Supplied passage:
James Rowland may not strike you as a sperm donor if you met him in the street, but this is a man prepared to go to the ends of the earth to help his best friend and her wife find their happy ending. If you are familiar with his previous work, then you will recognise the strikingly candid nature of this heart-wrenching tale of love, loss, faith and friendship.
Revelations is desperately sad, yet ultimately hopeful
From the get-go, Rowland’s sheer exuberance is limitless: bounding from one side of the room to the other with a puppy-dog beam and arms akimbo, it isn’t hard to get caught up in the magic of his storytelling. Whether dancing in the snow or sneaking out after dark as a kid, scenes are conjured with an absolute clarity that pulls us right into the heart of the action. It is this clarity which allows the story to jump chronologically: we become intimate onlookers in pivotal moments throughout James’ life, which in turn lend themselves to a beautiful thematic interweaving as the show progresses.
Rowland’s handling of some incredibly sensitive subject material reveals the tenderness and reverence he has for both his childhood friend Sarah and her spouse Emma. There is an unashamed openness to his delivery, with perfectly-crafted moments of stillness leaving the audience hanging on every word. Some may find parts distressing, particularly a hospital scene which prompts the warnings in the Fringe guide, but our trust in Rowland as a narrator is well-placed as he navigates the highs and lows of this tale with touching familiarity.
For me, one element of the production that was a little hit and miss was the use of multimedia: a keyboard, microphone and loop pedal are used to create a choir of storytellers (James is clearly a talented singer) that serve to underscore particular transitions. It’s a nice link to the church-service roots of James and Sarah’s friendship, but there were occasions where this felt a little overwhelming and risked eclipsing a moment which I would argue deserved more dignity.
Revelations is desperately sad, yet ultimately hopeful - a show that will stay with you long after you have left the theatre. Prepare to laugh, then cry, then laugh again.

Problem 1:
Reproduce the Revelations review between "For me, one" and "deserved more dignity.", inclusive.
Problem 2:
Answer from the Revelations review:
(a) What is the name of Rowland's childhood friend?
(b) Which three pieces of equipment are used to create a choir of storytellers?
(c) Which scene prompts the warnings in the Fringe guide?
Draw only on the Revelations review for your answers.

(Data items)
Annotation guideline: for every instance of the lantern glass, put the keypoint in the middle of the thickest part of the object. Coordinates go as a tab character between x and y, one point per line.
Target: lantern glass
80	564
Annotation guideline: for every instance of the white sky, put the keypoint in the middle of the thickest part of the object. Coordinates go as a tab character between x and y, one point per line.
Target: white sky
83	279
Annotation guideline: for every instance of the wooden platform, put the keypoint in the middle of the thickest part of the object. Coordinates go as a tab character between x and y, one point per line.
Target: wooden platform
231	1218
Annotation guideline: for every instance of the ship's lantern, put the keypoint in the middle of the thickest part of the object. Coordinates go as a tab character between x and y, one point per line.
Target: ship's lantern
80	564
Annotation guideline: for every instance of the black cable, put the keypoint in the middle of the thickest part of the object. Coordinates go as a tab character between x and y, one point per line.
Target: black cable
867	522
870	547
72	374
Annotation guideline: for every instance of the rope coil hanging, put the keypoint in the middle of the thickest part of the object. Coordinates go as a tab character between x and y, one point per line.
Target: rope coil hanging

Written response 1:
For me, one element of the production that was a little hit and miss was the use of multimedia: a keyboard, microphone and loop pedal are used to create a choir of storytellers (James is clearly a talented singer) that serve to underscore particular transitions. It’s a nice link to the church-service roots of James and Sarah’s friendship, but there were occasions where this felt a little overwhelming and risked eclipsing a moment which I would argue deserved more dignity.

Written response 2:
(a) Sarah
(b) A keyboard, a microphone and a loop pedal
(c) A hospital scene